Stated task:
Tally how many lines of the records below contain the string "stem", treating uppercase and lowercase as different. Give only the number.

Data provided:
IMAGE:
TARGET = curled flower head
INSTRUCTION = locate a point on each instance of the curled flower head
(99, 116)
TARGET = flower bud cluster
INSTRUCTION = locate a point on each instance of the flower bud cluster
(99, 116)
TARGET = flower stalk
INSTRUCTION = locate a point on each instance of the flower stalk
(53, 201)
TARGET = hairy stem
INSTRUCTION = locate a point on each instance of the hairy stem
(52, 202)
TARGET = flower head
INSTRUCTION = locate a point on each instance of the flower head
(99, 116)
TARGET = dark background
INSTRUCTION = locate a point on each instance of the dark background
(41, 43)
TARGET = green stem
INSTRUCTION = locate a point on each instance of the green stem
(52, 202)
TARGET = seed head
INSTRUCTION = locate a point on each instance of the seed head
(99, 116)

--

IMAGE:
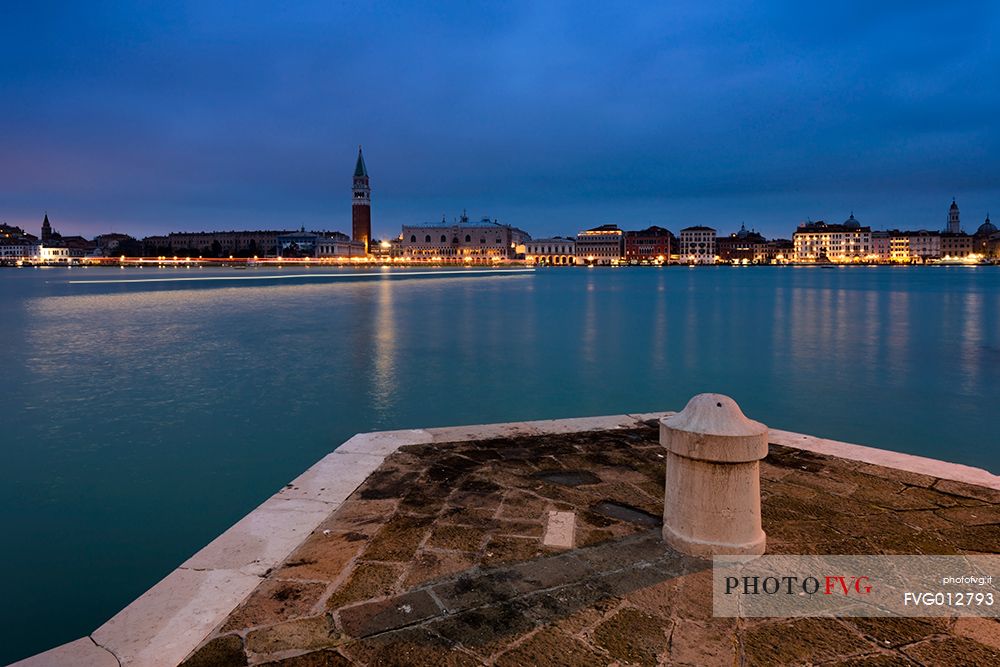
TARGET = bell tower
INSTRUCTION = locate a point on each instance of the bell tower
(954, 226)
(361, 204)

Output of the task:
4